Marketing is an ever-present part of your life if you own your own business. You need to do it most when you are too busy with other clients. If you wait until you aren’t busy, it’s too late.
Marketing means making your business known to potential clients. The more your name is in front of the right audience at the right time, the more likely clients will see it. Notice I did not say, “The more money you will make.” Having a potential client see your work and selling your work are two separate steps.
You can have a billboard visible to 10,000 people a day, but if those 10,000 people don’t need your product or service, you won’t make a dime. You need to have a product or service that fills as need as well as the people who need it. And even then, it takes a while for the connection to spark.
If a jacket is on sale and you buy it just because the price is right, but it matches nothing in your closet and you don’t like it, you will never wear it, no matter how little you paid for it. If the jacket fits well and you like it and it goes with half your wardrobe, you will see the need, and buy it, even if it’s not on sale.
Marketing it about seeing the exact need and filling it.
I get a fair number of calls from people who have “excellent marketing opportunities” for me. They generally involve me doing something for free–donating a piece of my art or offering free life- or creativity coaching.
After they describe in glowing terms how my art will be showcased or my writing will be read, I ask, “how is this a marketing opportunity for me?”
“Well, your work will be seen by important people! That’s like money in the bank!” they say, a touch annoyed that I’m so slow witted as to question this wonderful opportunity.
“Actually, having your work seen is not like money in the bank, or I’d have a lot more money in the bank,” I reply. A marketing opportunity puts my product in front of people who need the service and who are willing to pay for it. Everyone at this event can love my artwork, but if none of them is in the market for art, it is not a good marketing opportunity.

Aim 1:
According to the marketing essay, what does marketing mean?
The dataset records below are unrelated to the marketing essay.

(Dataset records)
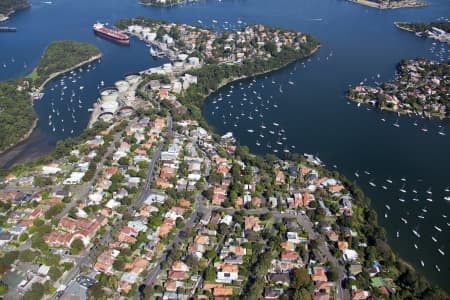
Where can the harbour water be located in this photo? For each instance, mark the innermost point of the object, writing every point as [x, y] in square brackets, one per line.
[358, 43]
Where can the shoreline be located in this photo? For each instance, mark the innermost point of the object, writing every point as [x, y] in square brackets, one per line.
[233, 79]
[401, 112]
[39, 89]
[402, 4]
[165, 5]
[6, 17]
[400, 26]
[56, 74]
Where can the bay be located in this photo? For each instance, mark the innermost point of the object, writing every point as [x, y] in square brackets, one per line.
[357, 43]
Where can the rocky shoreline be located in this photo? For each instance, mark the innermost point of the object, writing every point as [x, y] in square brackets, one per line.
[39, 90]
[13, 10]
[390, 5]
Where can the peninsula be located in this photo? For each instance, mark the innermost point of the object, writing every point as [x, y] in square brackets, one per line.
[419, 88]
[18, 118]
[8, 7]
[435, 30]
[154, 203]
[390, 4]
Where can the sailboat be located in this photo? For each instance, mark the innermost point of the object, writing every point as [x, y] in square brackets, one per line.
[396, 124]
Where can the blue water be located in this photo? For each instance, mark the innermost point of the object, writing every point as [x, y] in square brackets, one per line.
[359, 42]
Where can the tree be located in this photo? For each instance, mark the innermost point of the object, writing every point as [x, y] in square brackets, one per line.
[27, 255]
[300, 278]
[96, 292]
[76, 247]
[148, 291]
[3, 288]
[210, 274]
[54, 273]
[332, 273]
[23, 237]
[301, 294]
[37, 292]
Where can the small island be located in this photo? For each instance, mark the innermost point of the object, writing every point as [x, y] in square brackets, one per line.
[157, 204]
[165, 3]
[390, 4]
[435, 30]
[8, 7]
[17, 118]
[419, 88]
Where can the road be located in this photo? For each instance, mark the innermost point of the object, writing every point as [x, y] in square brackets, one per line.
[307, 225]
[88, 256]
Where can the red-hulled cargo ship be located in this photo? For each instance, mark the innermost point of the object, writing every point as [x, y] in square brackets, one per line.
[111, 34]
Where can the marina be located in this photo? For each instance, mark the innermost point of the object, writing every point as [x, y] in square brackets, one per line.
[312, 112]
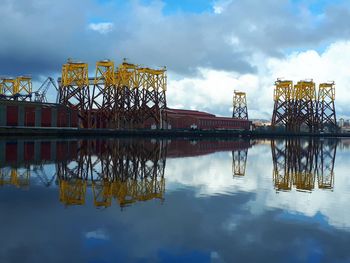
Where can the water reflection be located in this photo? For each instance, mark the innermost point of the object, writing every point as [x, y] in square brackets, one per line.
[126, 170]
[130, 171]
[298, 163]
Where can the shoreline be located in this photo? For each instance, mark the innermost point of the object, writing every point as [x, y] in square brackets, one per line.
[6, 132]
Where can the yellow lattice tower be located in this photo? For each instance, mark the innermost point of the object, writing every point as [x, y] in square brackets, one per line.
[23, 85]
[72, 191]
[75, 73]
[105, 73]
[283, 104]
[103, 93]
[8, 86]
[326, 115]
[305, 105]
[74, 90]
[240, 109]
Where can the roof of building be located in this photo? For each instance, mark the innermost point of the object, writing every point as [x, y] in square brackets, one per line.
[199, 114]
[189, 112]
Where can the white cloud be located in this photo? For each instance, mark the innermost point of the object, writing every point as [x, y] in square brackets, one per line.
[102, 28]
[212, 90]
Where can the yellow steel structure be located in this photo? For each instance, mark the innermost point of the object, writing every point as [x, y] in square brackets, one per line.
[74, 90]
[326, 107]
[105, 73]
[103, 94]
[283, 103]
[283, 91]
[240, 110]
[305, 105]
[305, 90]
[8, 86]
[23, 85]
[75, 73]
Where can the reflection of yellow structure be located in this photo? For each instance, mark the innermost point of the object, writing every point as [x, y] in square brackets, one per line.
[131, 191]
[304, 181]
[126, 192]
[326, 181]
[282, 182]
[16, 177]
[102, 191]
[72, 191]
[239, 162]
[299, 163]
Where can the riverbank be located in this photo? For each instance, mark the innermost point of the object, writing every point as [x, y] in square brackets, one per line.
[74, 132]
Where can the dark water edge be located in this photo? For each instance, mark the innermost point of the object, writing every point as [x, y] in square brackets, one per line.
[147, 133]
[101, 199]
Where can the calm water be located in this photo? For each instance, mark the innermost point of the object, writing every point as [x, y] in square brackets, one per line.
[130, 200]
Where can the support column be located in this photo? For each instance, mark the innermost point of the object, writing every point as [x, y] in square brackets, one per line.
[2, 153]
[20, 151]
[53, 150]
[3, 115]
[21, 116]
[38, 116]
[53, 117]
[37, 151]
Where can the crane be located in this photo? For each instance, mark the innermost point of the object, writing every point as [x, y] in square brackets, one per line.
[40, 94]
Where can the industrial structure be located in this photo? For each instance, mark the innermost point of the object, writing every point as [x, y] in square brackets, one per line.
[129, 96]
[299, 163]
[301, 106]
[240, 109]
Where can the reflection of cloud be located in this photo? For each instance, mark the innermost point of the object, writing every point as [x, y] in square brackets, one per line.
[97, 234]
[212, 175]
[209, 175]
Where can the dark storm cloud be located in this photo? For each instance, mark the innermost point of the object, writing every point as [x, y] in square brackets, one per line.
[39, 35]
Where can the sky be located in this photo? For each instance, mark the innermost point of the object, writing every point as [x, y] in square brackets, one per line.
[210, 48]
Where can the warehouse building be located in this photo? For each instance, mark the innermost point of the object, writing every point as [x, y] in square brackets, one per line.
[33, 114]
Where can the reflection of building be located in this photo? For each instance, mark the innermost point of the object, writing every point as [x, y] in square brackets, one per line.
[239, 161]
[297, 163]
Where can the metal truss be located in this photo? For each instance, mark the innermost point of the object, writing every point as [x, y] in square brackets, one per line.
[127, 171]
[298, 107]
[128, 97]
[326, 108]
[297, 163]
[240, 109]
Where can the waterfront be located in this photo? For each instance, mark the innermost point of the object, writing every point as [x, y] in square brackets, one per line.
[130, 200]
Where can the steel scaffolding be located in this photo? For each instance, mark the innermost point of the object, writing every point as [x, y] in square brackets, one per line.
[326, 107]
[298, 163]
[124, 98]
[240, 109]
[301, 106]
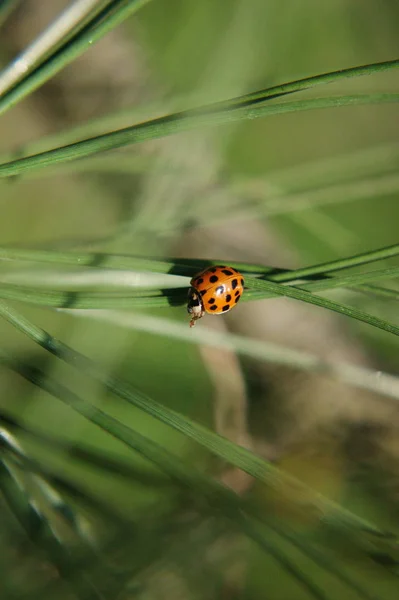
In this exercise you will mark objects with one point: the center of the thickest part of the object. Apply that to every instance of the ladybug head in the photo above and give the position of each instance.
(195, 306)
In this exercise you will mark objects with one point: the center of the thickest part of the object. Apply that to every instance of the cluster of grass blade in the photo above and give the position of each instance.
(251, 106)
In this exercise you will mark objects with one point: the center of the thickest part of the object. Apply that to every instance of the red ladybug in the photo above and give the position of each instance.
(214, 290)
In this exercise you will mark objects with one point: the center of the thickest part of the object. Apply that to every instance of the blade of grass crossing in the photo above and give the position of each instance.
(181, 122)
(327, 512)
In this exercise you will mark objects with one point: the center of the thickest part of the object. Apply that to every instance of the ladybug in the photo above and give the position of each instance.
(214, 290)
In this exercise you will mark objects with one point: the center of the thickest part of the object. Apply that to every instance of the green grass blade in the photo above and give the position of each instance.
(40, 533)
(181, 122)
(328, 513)
(218, 496)
(92, 457)
(6, 8)
(73, 17)
(381, 383)
(337, 265)
(188, 267)
(111, 16)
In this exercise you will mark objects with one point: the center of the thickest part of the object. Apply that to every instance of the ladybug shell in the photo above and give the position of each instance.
(220, 288)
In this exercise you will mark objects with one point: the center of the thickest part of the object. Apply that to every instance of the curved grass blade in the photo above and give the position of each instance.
(218, 497)
(325, 511)
(181, 122)
(188, 266)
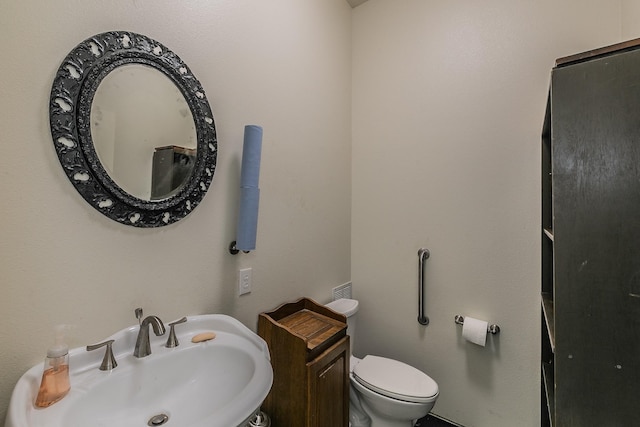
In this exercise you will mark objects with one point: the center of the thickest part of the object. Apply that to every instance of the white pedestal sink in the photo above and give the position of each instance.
(217, 383)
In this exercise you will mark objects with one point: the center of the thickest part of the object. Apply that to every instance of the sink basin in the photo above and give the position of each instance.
(217, 383)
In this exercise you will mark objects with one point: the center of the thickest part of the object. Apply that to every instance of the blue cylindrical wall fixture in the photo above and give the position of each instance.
(249, 191)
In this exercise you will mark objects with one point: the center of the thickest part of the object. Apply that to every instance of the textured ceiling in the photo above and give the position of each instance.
(355, 3)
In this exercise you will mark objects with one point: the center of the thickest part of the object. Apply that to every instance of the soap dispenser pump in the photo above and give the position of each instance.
(55, 378)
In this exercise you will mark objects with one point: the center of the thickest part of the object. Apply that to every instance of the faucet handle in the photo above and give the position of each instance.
(108, 362)
(172, 341)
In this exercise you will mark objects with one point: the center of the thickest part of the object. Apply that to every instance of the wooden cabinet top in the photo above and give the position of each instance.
(313, 325)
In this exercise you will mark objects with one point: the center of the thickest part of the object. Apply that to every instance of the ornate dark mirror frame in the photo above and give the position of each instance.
(72, 94)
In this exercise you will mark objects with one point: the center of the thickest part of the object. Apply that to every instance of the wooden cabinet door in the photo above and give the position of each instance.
(328, 387)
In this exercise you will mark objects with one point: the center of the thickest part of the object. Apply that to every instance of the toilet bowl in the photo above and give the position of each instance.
(384, 392)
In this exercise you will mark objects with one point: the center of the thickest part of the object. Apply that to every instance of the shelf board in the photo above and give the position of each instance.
(549, 388)
(547, 309)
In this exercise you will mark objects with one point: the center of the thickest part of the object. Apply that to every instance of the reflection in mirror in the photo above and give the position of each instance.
(148, 152)
(133, 129)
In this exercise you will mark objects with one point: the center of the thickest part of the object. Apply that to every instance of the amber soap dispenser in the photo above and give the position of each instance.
(55, 379)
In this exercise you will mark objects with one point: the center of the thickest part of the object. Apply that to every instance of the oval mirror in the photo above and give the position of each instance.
(133, 129)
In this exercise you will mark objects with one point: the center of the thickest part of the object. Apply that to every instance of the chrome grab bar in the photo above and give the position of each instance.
(423, 255)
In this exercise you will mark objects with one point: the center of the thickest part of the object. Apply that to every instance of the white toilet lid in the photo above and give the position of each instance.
(395, 379)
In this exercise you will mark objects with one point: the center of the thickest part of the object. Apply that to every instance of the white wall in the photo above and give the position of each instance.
(283, 64)
(448, 104)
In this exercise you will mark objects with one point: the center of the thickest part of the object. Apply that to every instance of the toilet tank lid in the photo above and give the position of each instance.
(344, 306)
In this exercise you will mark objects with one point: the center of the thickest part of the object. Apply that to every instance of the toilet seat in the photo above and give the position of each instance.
(394, 379)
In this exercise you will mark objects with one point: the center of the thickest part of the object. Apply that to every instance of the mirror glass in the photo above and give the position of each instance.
(133, 129)
(136, 144)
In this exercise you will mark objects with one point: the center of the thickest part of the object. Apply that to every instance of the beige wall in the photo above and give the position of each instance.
(448, 104)
(283, 64)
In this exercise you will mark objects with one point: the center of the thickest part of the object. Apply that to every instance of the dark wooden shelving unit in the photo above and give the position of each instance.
(590, 240)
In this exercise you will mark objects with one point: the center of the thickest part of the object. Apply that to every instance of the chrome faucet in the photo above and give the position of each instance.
(143, 347)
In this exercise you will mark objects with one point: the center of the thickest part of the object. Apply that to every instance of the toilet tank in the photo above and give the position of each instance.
(349, 308)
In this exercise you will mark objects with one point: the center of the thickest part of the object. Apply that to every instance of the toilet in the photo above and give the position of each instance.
(384, 392)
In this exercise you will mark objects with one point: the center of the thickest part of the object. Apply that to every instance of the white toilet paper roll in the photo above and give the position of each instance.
(475, 331)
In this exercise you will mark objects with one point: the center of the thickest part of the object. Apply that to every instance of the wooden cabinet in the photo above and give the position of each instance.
(310, 354)
(591, 240)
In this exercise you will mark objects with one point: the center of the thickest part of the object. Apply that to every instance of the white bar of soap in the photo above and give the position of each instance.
(205, 336)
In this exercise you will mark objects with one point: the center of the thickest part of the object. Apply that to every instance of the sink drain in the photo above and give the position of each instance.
(158, 420)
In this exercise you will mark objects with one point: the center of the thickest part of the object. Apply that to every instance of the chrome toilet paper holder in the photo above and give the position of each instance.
(494, 329)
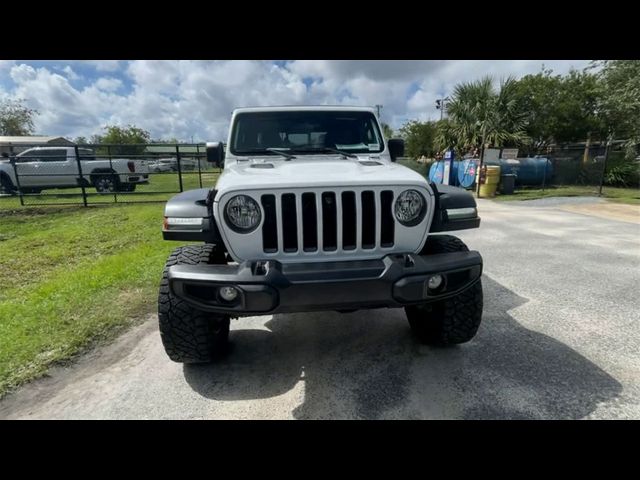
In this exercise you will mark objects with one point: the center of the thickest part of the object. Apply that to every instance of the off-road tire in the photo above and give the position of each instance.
(453, 320)
(190, 335)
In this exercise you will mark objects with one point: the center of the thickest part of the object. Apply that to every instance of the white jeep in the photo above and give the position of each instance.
(311, 212)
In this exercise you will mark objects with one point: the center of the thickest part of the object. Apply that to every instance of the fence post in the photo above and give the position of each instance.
(15, 171)
(604, 164)
(179, 167)
(199, 168)
(84, 191)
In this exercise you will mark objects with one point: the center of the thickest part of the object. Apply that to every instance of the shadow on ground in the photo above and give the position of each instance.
(367, 365)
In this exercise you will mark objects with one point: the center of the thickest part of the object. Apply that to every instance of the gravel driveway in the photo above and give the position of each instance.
(559, 339)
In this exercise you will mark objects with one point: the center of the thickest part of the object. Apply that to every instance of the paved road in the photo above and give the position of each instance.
(559, 339)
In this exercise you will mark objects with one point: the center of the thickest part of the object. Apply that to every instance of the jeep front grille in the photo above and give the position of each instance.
(348, 220)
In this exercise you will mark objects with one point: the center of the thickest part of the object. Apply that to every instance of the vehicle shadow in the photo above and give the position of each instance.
(368, 365)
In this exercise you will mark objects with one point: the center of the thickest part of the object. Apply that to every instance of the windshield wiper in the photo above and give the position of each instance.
(277, 151)
(325, 149)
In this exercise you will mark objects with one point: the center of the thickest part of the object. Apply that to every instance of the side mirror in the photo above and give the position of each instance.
(396, 148)
(215, 153)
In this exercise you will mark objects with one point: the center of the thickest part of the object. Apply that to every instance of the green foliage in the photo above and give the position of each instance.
(129, 140)
(619, 92)
(419, 138)
(623, 175)
(478, 111)
(16, 119)
(559, 108)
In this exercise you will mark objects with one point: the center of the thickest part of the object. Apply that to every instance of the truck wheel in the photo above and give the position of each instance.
(190, 335)
(6, 185)
(453, 320)
(105, 183)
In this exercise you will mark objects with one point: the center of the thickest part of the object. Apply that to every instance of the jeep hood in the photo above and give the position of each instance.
(315, 172)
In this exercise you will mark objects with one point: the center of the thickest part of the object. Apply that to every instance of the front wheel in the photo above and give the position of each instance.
(453, 320)
(190, 335)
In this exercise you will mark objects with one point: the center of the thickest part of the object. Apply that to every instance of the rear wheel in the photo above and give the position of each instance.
(6, 185)
(106, 183)
(453, 320)
(190, 335)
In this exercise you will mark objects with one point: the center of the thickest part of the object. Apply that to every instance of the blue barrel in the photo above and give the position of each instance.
(436, 172)
(467, 172)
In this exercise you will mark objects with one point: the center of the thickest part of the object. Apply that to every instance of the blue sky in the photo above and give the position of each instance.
(182, 99)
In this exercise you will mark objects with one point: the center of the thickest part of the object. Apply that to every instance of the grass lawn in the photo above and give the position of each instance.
(72, 277)
(614, 194)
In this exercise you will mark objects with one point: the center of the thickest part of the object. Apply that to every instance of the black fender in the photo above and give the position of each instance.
(455, 209)
(197, 204)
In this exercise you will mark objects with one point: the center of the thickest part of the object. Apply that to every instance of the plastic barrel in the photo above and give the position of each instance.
(507, 184)
(467, 173)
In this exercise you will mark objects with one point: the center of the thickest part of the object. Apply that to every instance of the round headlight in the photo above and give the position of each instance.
(242, 214)
(410, 208)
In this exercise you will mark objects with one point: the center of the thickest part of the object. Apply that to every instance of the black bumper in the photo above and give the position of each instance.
(273, 287)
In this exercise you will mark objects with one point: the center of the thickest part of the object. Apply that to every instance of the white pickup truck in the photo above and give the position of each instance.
(41, 168)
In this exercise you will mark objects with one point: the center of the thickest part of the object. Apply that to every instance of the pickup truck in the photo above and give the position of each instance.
(41, 168)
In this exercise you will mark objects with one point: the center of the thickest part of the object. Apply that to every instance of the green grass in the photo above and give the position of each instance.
(614, 194)
(71, 277)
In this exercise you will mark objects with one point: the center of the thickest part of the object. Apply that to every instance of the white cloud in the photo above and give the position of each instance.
(184, 98)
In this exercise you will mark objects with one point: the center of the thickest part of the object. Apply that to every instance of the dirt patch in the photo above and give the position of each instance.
(610, 211)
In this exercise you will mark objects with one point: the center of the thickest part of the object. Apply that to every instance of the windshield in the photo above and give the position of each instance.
(305, 132)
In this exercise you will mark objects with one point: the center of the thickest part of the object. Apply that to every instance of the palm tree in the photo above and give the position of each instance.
(480, 116)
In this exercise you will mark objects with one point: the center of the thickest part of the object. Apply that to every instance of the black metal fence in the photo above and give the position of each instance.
(102, 174)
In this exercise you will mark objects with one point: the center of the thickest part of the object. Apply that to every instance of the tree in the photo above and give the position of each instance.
(559, 108)
(387, 131)
(419, 138)
(120, 137)
(619, 107)
(477, 113)
(16, 119)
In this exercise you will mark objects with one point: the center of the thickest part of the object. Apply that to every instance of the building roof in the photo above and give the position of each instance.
(32, 139)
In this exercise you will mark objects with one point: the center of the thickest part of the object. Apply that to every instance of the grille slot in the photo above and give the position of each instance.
(329, 222)
(386, 219)
(349, 220)
(289, 223)
(309, 222)
(269, 228)
(368, 220)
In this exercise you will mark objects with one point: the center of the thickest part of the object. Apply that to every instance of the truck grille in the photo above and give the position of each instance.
(350, 220)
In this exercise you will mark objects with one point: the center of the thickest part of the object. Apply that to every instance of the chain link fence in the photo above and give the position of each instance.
(101, 174)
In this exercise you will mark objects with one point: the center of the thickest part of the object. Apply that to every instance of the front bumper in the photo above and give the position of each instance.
(272, 287)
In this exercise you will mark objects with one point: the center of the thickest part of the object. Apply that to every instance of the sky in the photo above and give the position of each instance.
(193, 99)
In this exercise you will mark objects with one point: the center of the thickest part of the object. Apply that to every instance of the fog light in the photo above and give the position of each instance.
(228, 294)
(435, 282)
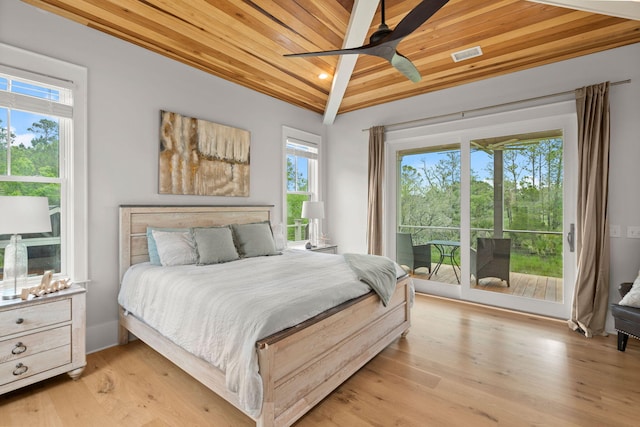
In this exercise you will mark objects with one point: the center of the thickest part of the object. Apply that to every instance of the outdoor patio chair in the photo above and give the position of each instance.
(491, 259)
(412, 257)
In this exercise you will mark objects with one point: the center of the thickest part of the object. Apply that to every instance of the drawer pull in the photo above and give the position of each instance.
(20, 369)
(19, 348)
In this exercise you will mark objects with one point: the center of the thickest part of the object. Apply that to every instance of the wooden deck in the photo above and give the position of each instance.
(525, 285)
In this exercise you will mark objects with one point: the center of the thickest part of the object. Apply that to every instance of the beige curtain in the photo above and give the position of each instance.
(591, 293)
(376, 175)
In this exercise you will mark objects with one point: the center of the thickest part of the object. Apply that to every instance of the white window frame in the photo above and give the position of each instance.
(300, 137)
(73, 168)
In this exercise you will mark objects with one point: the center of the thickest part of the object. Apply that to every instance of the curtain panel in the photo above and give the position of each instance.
(376, 181)
(591, 292)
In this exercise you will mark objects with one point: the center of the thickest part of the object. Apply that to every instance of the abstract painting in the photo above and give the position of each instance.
(202, 158)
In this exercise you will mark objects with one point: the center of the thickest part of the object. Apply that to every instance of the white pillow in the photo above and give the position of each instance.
(175, 248)
(632, 298)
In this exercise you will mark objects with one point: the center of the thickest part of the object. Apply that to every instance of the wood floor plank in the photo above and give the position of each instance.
(460, 365)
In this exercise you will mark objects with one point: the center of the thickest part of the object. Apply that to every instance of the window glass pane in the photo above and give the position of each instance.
(43, 248)
(297, 173)
(35, 146)
(35, 90)
(297, 227)
(4, 133)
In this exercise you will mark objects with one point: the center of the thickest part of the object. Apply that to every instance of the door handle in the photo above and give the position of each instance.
(571, 237)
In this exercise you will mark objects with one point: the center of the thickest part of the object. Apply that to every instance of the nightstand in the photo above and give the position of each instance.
(42, 337)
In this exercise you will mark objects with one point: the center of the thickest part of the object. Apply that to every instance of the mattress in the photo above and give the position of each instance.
(218, 312)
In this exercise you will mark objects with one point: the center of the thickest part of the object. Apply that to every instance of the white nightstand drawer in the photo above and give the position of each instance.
(34, 316)
(31, 365)
(26, 345)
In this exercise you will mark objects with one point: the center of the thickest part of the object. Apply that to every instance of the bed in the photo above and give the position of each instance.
(297, 370)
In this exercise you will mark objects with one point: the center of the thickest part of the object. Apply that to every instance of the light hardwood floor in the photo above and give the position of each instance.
(524, 285)
(460, 365)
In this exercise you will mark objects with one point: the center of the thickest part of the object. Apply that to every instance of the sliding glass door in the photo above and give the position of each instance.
(485, 212)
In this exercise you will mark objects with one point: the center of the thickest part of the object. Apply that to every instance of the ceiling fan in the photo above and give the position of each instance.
(383, 41)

Aim 2:
Print the lines of the dataset records from the line containing "instance of the bed" through the end of the records, both ends included.

Written answer 1:
Making your business known to potential clients.

Written answer 2:
In this exercise you will mark objects with one point: the center of the thickest part of the object. Apply that to every instance of the bed in the photo above and give the position of each instance.
(297, 370)
In this exercise you will mark objects with one point: the center of the thickest part of the object. Apply that to every instance of the light hardwood floor in the photo above and give the position of each instance.
(524, 285)
(460, 365)
In this exercise you will mark objects with one point: the center of the thickest part of the object. Apply that to every instance of the sliding glass door in the photo above and give the position of each instance.
(485, 212)
In this exercise you will mark objects with one point: the center of the thickest part of the object. Apply that to every instance of the ceiling fan in the photo above and give the position of each instance.
(383, 41)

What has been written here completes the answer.